**Exercise objective**: Reproduce every line of the records from the start through the line containing "x=1176, y=718", shifting each x and y coordinate in the answers by -94. Leave all other lines unchanged.

**Data extract**:
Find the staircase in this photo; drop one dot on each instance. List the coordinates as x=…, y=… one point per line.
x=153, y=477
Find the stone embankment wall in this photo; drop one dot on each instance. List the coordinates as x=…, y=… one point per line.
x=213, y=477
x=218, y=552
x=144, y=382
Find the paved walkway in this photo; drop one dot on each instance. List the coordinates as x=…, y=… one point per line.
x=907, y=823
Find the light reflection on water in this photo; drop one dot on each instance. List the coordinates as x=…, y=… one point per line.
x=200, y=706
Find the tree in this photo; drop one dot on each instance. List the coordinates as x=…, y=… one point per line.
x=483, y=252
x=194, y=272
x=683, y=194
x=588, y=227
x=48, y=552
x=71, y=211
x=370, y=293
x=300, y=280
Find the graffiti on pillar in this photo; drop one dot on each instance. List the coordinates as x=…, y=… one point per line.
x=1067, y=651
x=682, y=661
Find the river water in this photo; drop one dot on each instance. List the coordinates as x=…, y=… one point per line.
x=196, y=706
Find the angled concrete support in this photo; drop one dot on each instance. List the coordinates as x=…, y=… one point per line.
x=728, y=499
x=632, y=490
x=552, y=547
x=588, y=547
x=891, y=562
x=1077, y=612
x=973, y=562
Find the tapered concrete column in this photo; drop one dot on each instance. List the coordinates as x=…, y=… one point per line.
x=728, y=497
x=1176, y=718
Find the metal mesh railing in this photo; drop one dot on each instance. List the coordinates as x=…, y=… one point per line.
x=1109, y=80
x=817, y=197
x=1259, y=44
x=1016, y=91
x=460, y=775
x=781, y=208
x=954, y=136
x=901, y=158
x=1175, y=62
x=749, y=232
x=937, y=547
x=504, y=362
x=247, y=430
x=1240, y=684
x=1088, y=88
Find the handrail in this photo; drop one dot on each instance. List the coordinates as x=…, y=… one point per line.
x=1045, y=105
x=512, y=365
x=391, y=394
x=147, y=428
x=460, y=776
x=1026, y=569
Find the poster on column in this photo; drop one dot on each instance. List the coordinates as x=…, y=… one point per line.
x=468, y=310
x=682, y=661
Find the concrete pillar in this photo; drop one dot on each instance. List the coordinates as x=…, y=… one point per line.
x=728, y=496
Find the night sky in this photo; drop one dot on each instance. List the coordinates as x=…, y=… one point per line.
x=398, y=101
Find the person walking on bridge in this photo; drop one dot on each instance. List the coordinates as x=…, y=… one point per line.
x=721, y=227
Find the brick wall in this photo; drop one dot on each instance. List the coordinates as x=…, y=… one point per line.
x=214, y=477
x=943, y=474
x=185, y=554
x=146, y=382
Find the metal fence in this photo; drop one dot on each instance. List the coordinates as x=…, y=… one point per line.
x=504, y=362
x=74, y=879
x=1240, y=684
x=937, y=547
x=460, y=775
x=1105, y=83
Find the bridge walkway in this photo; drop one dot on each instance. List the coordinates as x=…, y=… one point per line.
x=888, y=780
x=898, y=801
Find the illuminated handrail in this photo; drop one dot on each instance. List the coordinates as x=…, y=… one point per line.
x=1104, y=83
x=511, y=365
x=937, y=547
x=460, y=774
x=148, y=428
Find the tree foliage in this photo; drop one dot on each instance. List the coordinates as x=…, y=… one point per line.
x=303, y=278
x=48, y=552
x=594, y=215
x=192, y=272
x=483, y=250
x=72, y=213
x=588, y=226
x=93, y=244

**Exercise response**:
Find the staircase in this photo; drop one dot on each instance. List the coordinates as x=…, y=… one point per line.
x=59, y=383
Find the stone embankment wall in this photo; drop one dot on each instance. List the coordinates as x=…, y=… one point per line.
x=119, y=383
x=124, y=458
x=50, y=288
Find the paved walkway in this photo; drop one dot on each instance. List the coordinates as x=…, y=… one point per line.
x=813, y=729
Find the light reflection on water in this photo; drop one dot on each instance. List the coordinates as x=…, y=… one point per line.
x=106, y=612
Find the tree in this photo; drop one dot on each instance. List the coordinates as x=…, y=… one point per line.
x=389, y=158
x=100, y=178
x=589, y=100
x=494, y=133
x=-46, y=458
x=-23, y=117
x=276, y=199
x=206, y=186
Find the graffiti on pillar in this photo; drop one dot on each instance. List the coordinates as x=…, y=… one point per line.
x=973, y=557
x=588, y=567
Find the river water in this photo; drop one dot on each instance. List the coordinates as x=…, y=… one point per line.
x=102, y=612
Find the angled concrete support in this photo; drop one dot on each instance. List the coordinates as x=…, y=… one point per line.
x=634, y=405
x=538, y=396
x=458, y=453
x=494, y=453
x=797, y=468
x=983, y=518
x=879, y=468
Find the tapered concrete column in this photo; drop one dot on each instance. List the coordinates as x=…, y=… one point per line.
x=634, y=403
x=1082, y=624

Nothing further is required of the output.